Recast every line of the records below as a numbered list, leaving out any blank lines.

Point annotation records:
* * *

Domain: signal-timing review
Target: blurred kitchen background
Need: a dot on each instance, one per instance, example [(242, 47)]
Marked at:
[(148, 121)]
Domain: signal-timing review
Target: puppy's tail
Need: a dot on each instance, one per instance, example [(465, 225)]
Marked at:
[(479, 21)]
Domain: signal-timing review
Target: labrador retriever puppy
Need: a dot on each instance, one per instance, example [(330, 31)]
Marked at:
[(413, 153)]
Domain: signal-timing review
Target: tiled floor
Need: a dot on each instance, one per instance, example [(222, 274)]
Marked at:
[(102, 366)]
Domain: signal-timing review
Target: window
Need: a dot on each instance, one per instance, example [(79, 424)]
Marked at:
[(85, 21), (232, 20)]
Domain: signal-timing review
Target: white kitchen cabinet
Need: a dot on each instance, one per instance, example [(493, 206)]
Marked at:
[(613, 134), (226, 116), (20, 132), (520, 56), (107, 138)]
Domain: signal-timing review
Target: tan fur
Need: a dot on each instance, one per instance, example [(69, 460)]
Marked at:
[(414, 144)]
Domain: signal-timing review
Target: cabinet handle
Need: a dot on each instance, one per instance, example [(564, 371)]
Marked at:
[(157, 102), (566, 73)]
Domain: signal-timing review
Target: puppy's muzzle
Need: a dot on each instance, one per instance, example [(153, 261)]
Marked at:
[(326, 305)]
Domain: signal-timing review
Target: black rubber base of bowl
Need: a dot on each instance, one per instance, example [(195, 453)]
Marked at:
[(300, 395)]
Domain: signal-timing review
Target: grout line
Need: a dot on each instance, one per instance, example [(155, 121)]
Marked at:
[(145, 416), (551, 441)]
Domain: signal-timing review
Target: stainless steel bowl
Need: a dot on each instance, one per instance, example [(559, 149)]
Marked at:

* * *

### [Result for this task]
1. Domain: signal-timing review
2. Target: blurred kitchen background
3. Need: a dot on each instance, one per instance, example [(242, 47)]
4. Marked at:
5. [(148, 121)]
6. Domain: signal-timing review
7. Target: puppy's tail
8. Need: a dot on each instance, one per instance, example [(465, 225)]
9. Marked at:
10. [(479, 21)]
11. Domain: signal-timing review
12. Target: labrador retriever puppy
13. Need: a dot on each instance, one per instance, example [(330, 31)]
14. Marked at:
15. [(413, 153)]
16. Domain: signal-timing review
17. Target: tiled floor
18. Need: a dot on each instance, one per instance, example [(222, 274)]
19. Marked at:
20. [(102, 366)]
21. Domain: signal-timing review
22. Target: window
23. Need: a dot on each instance, one per instance, example [(79, 424)]
24. Marked at:
25. [(85, 21), (232, 20)]
26. Domain: signal-timing review
27. Target: white kitchen cabinet
28. Need: a dot on each instance, one per instance, example [(493, 206)]
29. Marked at:
30. [(613, 134), (226, 116), (20, 132), (520, 56), (107, 138)]
31. Domain: signal-timing review
32. Target: tan fur
33. Need: a dot on each instance, one per instance, example [(69, 460)]
34. Marked at:
35. [(414, 144)]
36. Domain: signal-timing review
37. Target: cabinet handle
38. Need: a dot on each instance, one per instance, example [(564, 371)]
39. Marked at:
40. [(157, 102), (566, 73)]
41. Domain: signal-timing review
42. Target: puppy's muzzle
43. Need: a dot on each instance, one per instance, example [(153, 261)]
44. Marked at:
45. [(326, 305)]
46. Domain: signal-timing review
47. Target: black rubber base of bowl
48. Need: a dot on each instance, one per instance, example [(195, 453)]
49. Marked at:
50. [(300, 395)]
51. Domain: signal-timing review
52. Target: grout line
53. Need: a dot on each instance, one per instance, example [(155, 121)]
54. Marked at:
55. [(145, 416), (551, 441)]
56. Domain: signal-timing review
57. Target: stainless steel bowl
58. Need: a dot on each instance, one per instance, example [(559, 149)]
59. Marked at:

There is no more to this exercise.